• [Stated exercise] Your task is to restate the data word for word.

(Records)

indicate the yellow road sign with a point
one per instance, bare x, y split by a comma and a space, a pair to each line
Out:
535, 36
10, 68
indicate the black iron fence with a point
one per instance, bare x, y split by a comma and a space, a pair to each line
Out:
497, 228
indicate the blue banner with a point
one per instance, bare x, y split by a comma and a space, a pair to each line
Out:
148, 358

• [The completed task]
indicate the yellow road sign with a point
one per instance, bare x, y split by a comma and a space, a pair to each line
Out:
535, 36
10, 68
indicate the black iron fence with a point
one per instance, bare x, y split by a comma and a space, a pair to each line
Out:
497, 228
indicate the blue banner with a point
one per instance, bare x, y split by a comma and a space, a pair to each line
Out:
148, 358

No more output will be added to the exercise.